**PROBLEM TO WORK ON:** Repeat these lines exactly, leaving out the pictures.

(Entries for bounding box labeling)
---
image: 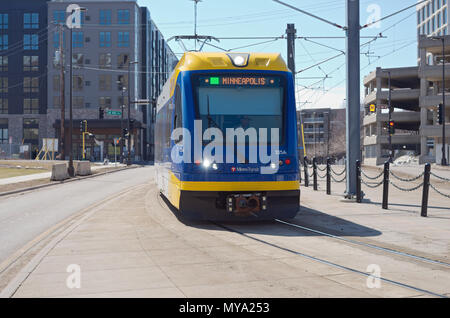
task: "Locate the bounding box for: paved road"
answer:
[0,167,153,263]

**SOLUTION TO THIS EXERCISE:**
---
image: 
task: "Locate the bounding box for: paved road"
answer:
[0,167,153,263]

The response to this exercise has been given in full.